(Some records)
────────────────────

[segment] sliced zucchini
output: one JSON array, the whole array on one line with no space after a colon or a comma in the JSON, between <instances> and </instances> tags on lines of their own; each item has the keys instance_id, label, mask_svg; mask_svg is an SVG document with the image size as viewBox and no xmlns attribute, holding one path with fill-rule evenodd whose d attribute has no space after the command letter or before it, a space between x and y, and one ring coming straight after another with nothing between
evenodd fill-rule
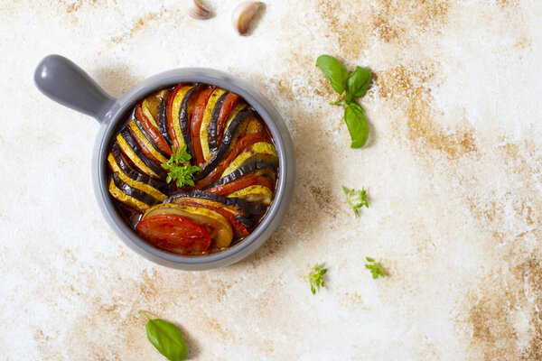
<instances>
[{"instance_id":1,"label":"sliced zucchini","mask_svg":"<svg viewBox=\"0 0 542 361\"><path fill-rule=\"evenodd\" d=\"M210 120L209 121L209 129L208 129L208 143L209 143L209 152L216 153L219 150L218 141L217 141L217 131L218 131L218 121L219 116L220 116L220 109L222 108L222 105L224 104L224 100L228 97L229 92L226 91L217 101L217 105L212 111L212 115L210 116Z\"/></svg>"},{"instance_id":2,"label":"sliced zucchini","mask_svg":"<svg viewBox=\"0 0 542 361\"><path fill-rule=\"evenodd\" d=\"M238 198L248 202L257 202L268 206L271 204L271 200L273 200L273 191L266 186L248 186L229 194L228 197Z\"/></svg>"},{"instance_id":3,"label":"sliced zucchini","mask_svg":"<svg viewBox=\"0 0 542 361\"><path fill-rule=\"evenodd\" d=\"M170 97L171 104L169 105L170 109L167 116L169 123L168 132L171 139L173 141L173 145L178 148L186 145L186 152L192 156L194 154L190 136L189 120L193 110L193 102L195 101L195 97L197 97L192 96L201 88L199 85L188 85L173 90ZM190 101L191 98L192 101Z\"/></svg>"},{"instance_id":4,"label":"sliced zucchini","mask_svg":"<svg viewBox=\"0 0 542 361\"><path fill-rule=\"evenodd\" d=\"M165 139L167 143L171 146L173 142L169 133L167 132L168 97L165 97L164 99L162 99L162 103L160 103L160 106L158 106L158 129L160 130L160 134L164 139Z\"/></svg>"},{"instance_id":5,"label":"sliced zucchini","mask_svg":"<svg viewBox=\"0 0 542 361\"><path fill-rule=\"evenodd\" d=\"M137 143L127 129L125 129L117 134L117 143L122 153L128 157L130 162L132 162L139 171L149 177L157 179L165 178L164 170L143 153L139 145L137 145Z\"/></svg>"},{"instance_id":6,"label":"sliced zucchini","mask_svg":"<svg viewBox=\"0 0 542 361\"><path fill-rule=\"evenodd\" d=\"M220 104L218 104L218 102L224 94L226 94L226 90L220 88L216 88L209 97L207 106L205 106L203 118L201 119L201 127L200 128L200 142L201 142L201 152L203 153L205 162L209 162L212 156L209 149L209 124L215 110L218 109L220 113Z\"/></svg>"},{"instance_id":7,"label":"sliced zucchini","mask_svg":"<svg viewBox=\"0 0 542 361\"><path fill-rule=\"evenodd\" d=\"M213 210L191 206L163 203L149 208L141 218L158 215L174 215L185 218L194 223L210 228L210 237L215 248L226 248L233 239L233 230L226 218Z\"/></svg>"},{"instance_id":8,"label":"sliced zucchini","mask_svg":"<svg viewBox=\"0 0 542 361\"><path fill-rule=\"evenodd\" d=\"M146 151L153 156L153 158L154 158L155 161L159 162L160 163L167 162L169 159L168 155L162 152L160 148L158 148L158 145L156 145L156 143L153 141L151 135L149 135L149 134L145 130L136 117L134 117L134 119L128 122L128 126L130 127L132 134L134 134L139 141L138 143L145 146Z\"/></svg>"},{"instance_id":9,"label":"sliced zucchini","mask_svg":"<svg viewBox=\"0 0 542 361\"><path fill-rule=\"evenodd\" d=\"M136 190L139 190L152 196L153 198L154 198L156 200L158 200L160 202L163 202L165 200L165 199L167 199L167 196L165 194L162 193L160 190L156 190L155 188L154 188L146 183L144 183L142 181L138 181L138 180L131 178L130 176L128 176L128 174L125 173L124 171L120 168L120 166L117 163L117 160L115 159L115 156L113 155L113 153L109 153L109 155L107 155L107 162L109 163L109 168L111 169L111 171L114 173L116 173L122 181L124 181L130 187L132 187Z\"/></svg>"},{"instance_id":10,"label":"sliced zucchini","mask_svg":"<svg viewBox=\"0 0 542 361\"><path fill-rule=\"evenodd\" d=\"M255 143L249 150L238 155L231 163L229 163L228 168L222 172L220 178L226 177L244 164L254 162L266 162L276 164L278 162L278 156L276 155L275 145L267 142Z\"/></svg>"}]
</instances>

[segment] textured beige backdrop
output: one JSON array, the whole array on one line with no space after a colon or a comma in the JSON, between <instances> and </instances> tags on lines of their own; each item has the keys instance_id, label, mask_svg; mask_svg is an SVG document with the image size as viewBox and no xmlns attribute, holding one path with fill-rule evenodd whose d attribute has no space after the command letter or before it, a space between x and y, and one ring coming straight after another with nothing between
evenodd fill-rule
<instances>
[{"instance_id":1,"label":"textured beige backdrop","mask_svg":"<svg viewBox=\"0 0 542 361\"><path fill-rule=\"evenodd\" d=\"M0 0L0 359L161 360L140 310L196 360L542 359L542 2L269 0L248 37L237 3L199 22L180 0ZM92 192L98 124L33 84L49 53L116 97L187 66L260 88L297 157L280 228L210 272L131 252ZM363 149L322 53L374 73ZM359 219L341 184L369 190Z\"/></svg>"}]
</instances>

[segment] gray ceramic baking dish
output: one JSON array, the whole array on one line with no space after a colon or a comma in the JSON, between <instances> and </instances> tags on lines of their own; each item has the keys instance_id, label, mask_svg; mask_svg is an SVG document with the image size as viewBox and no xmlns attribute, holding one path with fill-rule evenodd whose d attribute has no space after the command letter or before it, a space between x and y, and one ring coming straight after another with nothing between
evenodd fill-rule
<instances>
[{"instance_id":1,"label":"gray ceramic baking dish","mask_svg":"<svg viewBox=\"0 0 542 361\"><path fill-rule=\"evenodd\" d=\"M247 82L212 69L184 68L150 77L116 99L106 93L85 71L60 55L45 57L34 73L36 87L52 100L91 116L100 124L94 146L93 184L99 208L115 233L130 248L158 264L188 271L208 270L236 263L256 251L276 229L285 217L295 180L294 144L280 114ZM117 125L126 113L147 94L182 82L216 85L238 94L252 106L267 125L279 158L278 187L267 214L242 242L227 250L205 256L183 256L160 250L141 239L118 214L107 190L107 150Z\"/></svg>"}]
</instances>

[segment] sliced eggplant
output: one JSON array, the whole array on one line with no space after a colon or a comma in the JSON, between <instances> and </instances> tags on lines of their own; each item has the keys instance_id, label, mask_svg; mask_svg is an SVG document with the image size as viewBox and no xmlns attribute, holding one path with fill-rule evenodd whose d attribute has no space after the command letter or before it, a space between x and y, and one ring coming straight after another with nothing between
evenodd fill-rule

────────────────────

- [INSTRUCTIONS FOR THE TASK]
Render the entries above as a numbered list, dropping the blank lines and leaving out the pictures.

- [SOLUTION FOR THIS TASK]
1. [segment] sliced zucchini
2. output: one JSON array, the whole array on one line with no space after a colon or a comma in the JSON, between <instances> and </instances> tags on lines of their own; each item has the keys instance_id, label, mask_svg; mask_svg is an SVG document with the image size as viewBox and no xmlns attribute, holding one path with fill-rule evenodd whose d attribute has no space after the command letter or before it, a space between x and y, and one ring coming straight after another with nothing between
3. evenodd fill-rule
4. <instances>
5. [{"instance_id":1,"label":"sliced zucchini","mask_svg":"<svg viewBox=\"0 0 542 361\"><path fill-rule=\"evenodd\" d=\"M210 120L209 121L209 129L208 129L208 143L209 143L209 152L216 153L219 150L218 141L217 141L217 131L218 131L218 121L219 116L220 116L220 109L222 108L222 105L224 104L224 100L228 97L229 92L226 91L217 101L217 105L212 111L212 115L210 116Z\"/></svg>"},{"instance_id":2,"label":"sliced zucchini","mask_svg":"<svg viewBox=\"0 0 542 361\"><path fill-rule=\"evenodd\" d=\"M238 198L248 202L257 202L268 206L271 204L271 200L273 200L273 191L266 186L248 186L229 194L228 197Z\"/></svg>"},{"instance_id":3,"label":"sliced zucchini","mask_svg":"<svg viewBox=\"0 0 542 361\"><path fill-rule=\"evenodd\" d=\"M170 97L171 104L169 105L170 109L167 116L169 123L168 132L171 139L173 141L173 145L178 148L186 145L186 152L192 156L194 154L190 136L189 120L193 110L193 102L195 101L195 97L197 97L192 96L201 88L199 85L188 85L173 90ZM190 101L191 98L192 101Z\"/></svg>"},{"instance_id":4,"label":"sliced zucchini","mask_svg":"<svg viewBox=\"0 0 542 361\"><path fill-rule=\"evenodd\" d=\"M165 139L167 143L171 146L173 142L169 133L167 132L168 97L165 97L164 99L162 99L162 103L160 103L160 106L158 106L158 129L160 130L160 134L164 139Z\"/></svg>"},{"instance_id":5,"label":"sliced zucchini","mask_svg":"<svg viewBox=\"0 0 542 361\"><path fill-rule=\"evenodd\" d=\"M137 143L127 129L125 129L117 134L117 143L122 153L128 157L130 162L132 162L139 171L149 177L157 179L165 178L164 170L143 153L139 145L137 145Z\"/></svg>"},{"instance_id":6,"label":"sliced zucchini","mask_svg":"<svg viewBox=\"0 0 542 361\"><path fill-rule=\"evenodd\" d=\"M220 104L218 104L218 102L224 94L226 94L226 90L220 88L216 88L209 97L207 106L205 106L203 118L201 119L201 127L200 128L200 142L201 142L201 152L203 153L205 162L209 162L212 156L209 149L209 124L215 110L218 109L220 113Z\"/></svg>"},{"instance_id":7,"label":"sliced zucchini","mask_svg":"<svg viewBox=\"0 0 542 361\"><path fill-rule=\"evenodd\" d=\"M213 210L191 206L163 203L149 208L141 218L158 215L174 215L185 218L194 223L210 228L210 237L215 248L226 248L233 239L233 230L226 218Z\"/></svg>"},{"instance_id":8,"label":"sliced zucchini","mask_svg":"<svg viewBox=\"0 0 542 361\"><path fill-rule=\"evenodd\" d=\"M146 151L153 156L153 158L154 158L155 161L159 162L160 163L167 162L169 159L168 155L162 152L160 148L158 148L158 145L156 145L156 143L153 141L151 135L149 135L149 134L145 130L136 117L134 117L134 119L128 122L128 126L130 127L132 134L134 134L139 141L138 143L145 146Z\"/></svg>"},{"instance_id":9,"label":"sliced zucchini","mask_svg":"<svg viewBox=\"0 0 542 361\"><path fill-rule=\"evenodd\" d=\"M136 190L139 190L152 196L153 198L154 198L156 200L158 200L160 202L163 202L165 200L165 199L167 199L167 196L165 194L162 193L160 190L156 190L155 188L154 188L146 183L144 183L142 181L138 181L138 180L131 178L130 176L128 176L128 174L125 173L124 171L120 168L120 166L117 163L117 160L115 159L115 156L113 155L113 153L109 153L109 155L107 155L107 162L109 163L109 168L111 169L111 171L114 173L116 173L122 181L124 181L130 187L132 187Z\"/></svg>"},{"instance_id":10,"label":"sliced zucchini","mask_svg":"<svg viewBox=\"0 0 542 361\"><path fill-rule=\"evenodd\" d=\"M255 143L249 150L238 155L231 163L229 163L228 168L222 172L220 178L226 177L244 164L254 162L266 162L276 164L278 162L278 156L276 155L275 145L267 142Z\"/></svg>"}]
6. </instances>
7. [segment] textured beige backdrop
8. output: one JSON array, the whole array on one line with no space after a colon or a comma in the JSON, between <instances> and </instances> tags on lines of their own; each item has the keys instance_id, label, mask_svg; mask_svg is an SVG document with the image size as viewBox and no xmlns attribute, holding one path with fill-rule evenodd whose d attribute has no space after the command letter or before it, a space between x and y, and one ring coming straight after another with nothing between
9. evenodd fill-rule
10. <instances>
11. [{"instance_id":1,"label":"textured beige backdrop","mask_svg":"<svg viewBox=\"0 0 542 361\"><path fill-rule=\"evenodd\" d=\"M0 0L0 359L161 360L140 310L196 360L542 359L542 2L269 0L248 37L237 3L199 22L180 0ZM92 192L98 124L33 84L49 53L116 97L187 66L260 88L297 157L280 228L210 272L131 252ZM363 149L322 53L374 73ZM359 219L341 184L369 190Z\"/></svg>"}]
12. </instances>
13. [segment] gray ceramic baking dish
14. output: one JSON array, the whole array on one line with no space after a colon or a comma in the JSON, between <instances> and </instances> tags on lines of their own; each item has the keys instance_id, label, mask_svg; mask_svg is an SVG document with the image size as viewBox and no xmlns attribute, holding one path with fill-rule evenodd whose d attribute has no space after the command letter or before it, a space between x and y, and one ring coming straight after another with nothing between
15. evenodd fill-rule
16. <instances>
17. [{"instance_id":1,"label":"gray ceramic baking dish","mask_svg":"<svg viewBox=\"0 0 542 361\"><path fill-rule=\"evenodd\" d=\"M247 82L212 69L184 68L150 77L116 99L106 93L85 71L60 55L45 57L34 73L36 87L52 100L91 116L100 124L94 146L93 184L99 208L115 233L130 248L158 264L188 271L208 270L236 263L256 251L276 229L285 217L295 180L294 144L280 114ZM117 125L126 113L147 94L182 82L216 85L238 94L252 106L267 125L279 158L278 187L267 214L242 242L227 250L205 256L183 256L160 250L141 239L118 214L107 190L107 150Z\"/></svg>"}]
18. </instances>
19. [segment] sliced eggplant
20. output: one JSON array, the whole array on one line with no space after a colon or a comma in the JSON, between <instances> and </instances> tags on lines of their own; each item has the keys instance_id, label, mask_svg; mask_svg is an SVG document with the image size as viewBox and no xmlns attribute, holding one path with fill-rule evenodd whose d attribute has no space after the command letter or before it, a space between x and y, and one ring coming straight after another with nothing between
21. evenodd fill-rule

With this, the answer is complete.